WORK INSTRUCTION 1: Quote the passage on rare earth production, beginning at the words "The geopolitical situation" and stopping after "dysprosium, by 2035.".
WORK INSTRUCTION 2: Write what comes next in the passage on rare earth production, picking up after its final sentence.

REE production is highly resource-intensive and dominated by China 

However, the supply side of the equation will be hard to balance. Even though these metals are present abundantly in the earth’s crust, they are called “rare” because of the difficulty in extracting and separating them. Mining and refining REEs is nearly an order of magnitude more energy-intensive and water-intensive than copper and nickel. A ton of REE production leads to 2,000 tons of mine tailings, about 10x those generated from copper and nickel. These tailings are stored in massive impoundments called tailing ponds and contain 1 to 1.4 tons of radioactive waste per ton of REE, which can pollute surrounding areas and contaminate food sources. Villages surrounding the Bayan Obo mine in China, the world’s largest REE mine, have reported elevated rates of cancer and respiratory illness. 

Mounting socio-environmental pressure led to a steep decline in US REE production since the 1980s. On the other hand, China employed a consistent industrial policy focused on growing its domestic REE production and emerged as a dominant player in the market. In 2019, China supplied 60% and processed 87% of the global REE production.

The geopolitical situation has spurred the US, Europe, Japan, and other countries to curb reliance on China. Still, environmental risks, regulatory costs, and low-density deposits prevent most countries from competing directly. Furthermore, the over-a-decade-long lead time required to develop new mines indicates that China’s dominance is unlikely to change soon. The geographical concentration and challenges in increasing production point to significant supply chain risks and potential major shortfalls, especially for neodymium and dysprosium, by 2035.

Biological approaches can mitigate both environmental and geopolitical risks

As the world transitions to cleaner energy, countries will need to cope with the twin problems of securing rare earth supplies and ensuring that they are produced sustainably. Recycling REEs from electronic waste can help solve both.

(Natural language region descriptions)
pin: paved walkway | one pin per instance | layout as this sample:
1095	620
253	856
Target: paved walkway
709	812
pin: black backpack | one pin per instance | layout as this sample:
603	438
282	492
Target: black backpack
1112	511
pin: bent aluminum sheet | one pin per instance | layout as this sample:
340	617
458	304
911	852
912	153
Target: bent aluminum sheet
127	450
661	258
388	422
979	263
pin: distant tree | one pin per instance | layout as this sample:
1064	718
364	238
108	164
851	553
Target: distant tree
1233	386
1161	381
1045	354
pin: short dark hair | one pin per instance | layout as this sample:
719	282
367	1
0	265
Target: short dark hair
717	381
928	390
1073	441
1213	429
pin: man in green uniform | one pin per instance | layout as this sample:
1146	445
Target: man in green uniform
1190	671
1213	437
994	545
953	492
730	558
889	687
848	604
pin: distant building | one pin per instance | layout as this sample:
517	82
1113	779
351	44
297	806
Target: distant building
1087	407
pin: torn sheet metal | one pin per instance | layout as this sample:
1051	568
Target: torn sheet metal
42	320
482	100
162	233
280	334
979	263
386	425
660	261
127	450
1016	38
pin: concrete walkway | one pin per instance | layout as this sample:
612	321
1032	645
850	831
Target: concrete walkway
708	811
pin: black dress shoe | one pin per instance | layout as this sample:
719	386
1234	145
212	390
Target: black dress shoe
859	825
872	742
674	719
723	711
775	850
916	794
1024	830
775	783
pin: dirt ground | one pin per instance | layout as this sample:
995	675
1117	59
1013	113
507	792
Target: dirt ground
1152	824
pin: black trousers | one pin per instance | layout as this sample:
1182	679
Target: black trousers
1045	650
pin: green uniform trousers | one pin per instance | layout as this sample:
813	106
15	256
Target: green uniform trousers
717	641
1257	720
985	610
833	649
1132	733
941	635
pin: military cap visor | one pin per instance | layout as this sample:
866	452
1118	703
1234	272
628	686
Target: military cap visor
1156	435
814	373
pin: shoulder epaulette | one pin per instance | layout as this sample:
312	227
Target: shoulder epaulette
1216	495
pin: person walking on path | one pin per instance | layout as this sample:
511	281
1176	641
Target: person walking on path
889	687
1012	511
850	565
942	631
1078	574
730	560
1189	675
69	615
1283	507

RESPONSE AREA 1:
The geopolitical situation has spurred the US, Europe, Japan, and other countries to curb reliance on China. Still, environmental risks, regulatory costs, and low-density deposits prevent most countries from competing directly. Furthermore, the over-a-decade-long lead time required to develop new mines indicates that China’s dominance is unlikely to change soon. The geographical concentration and challenges in increasing production point to significant supply chain risks and potential major shortfalls, especially for neodymium and dysprosium, by 2035.

RESPONSE AREA 2:
The UN Environment Programme estimates that nearly 50 million tons of e-waste is generated yearly, containing almost $62.5 billion of precious REEs and metals. However, only 1% of REEs are recycled from waste. Existing recycling techniques, such as leaching and solvent extraction, are either economically prohibitive or generate hazardous byproducts. The gap could be filled by emerging approaches such as bioleaching which could achieve environment-friendly and cost-effective recycling.

Bioleaching harnesses microorganisms such as bacteria and fungi to produce molecules that can bind to REEs and draw them out of waste. A 2016 experiment using  Gluconobacter oxydans reported a 49% recovery of REEs from spent fluid cracking catalysts, while another experiment using Acidithiocaillus thiooxidans reported 80-99% extraction yield from shredded electronic waste. However, scaling these experiments from bench scale to a commercial facility is still unfeasible due to slow process times and high overall costs.

In addition to recycling urban waste, another promising approach called phytomining can eliminate the toxic effects of upstream REE mining and allow it to be produced in geographies where regulations prohibit current methods. Phytomining uses “hyperaccumulator” plants, such as hickory and fern, which remove metals from REE-rich soil and wastewater. The metals get accumulated in the plant’s roots, stem, and leaves which are pyrolyzed, burnt, or composted to recover concentrated bio-ore. In the process, the plants also remediate contaminated sites and restore environmental health. Indonesia already uses this technique to extract residual nickel from stripped land and ensure effective erosion control.

Using these emerging techniques for REE extraction could significantly reduce environmental damage and enable a smoother transition to cleaner energy.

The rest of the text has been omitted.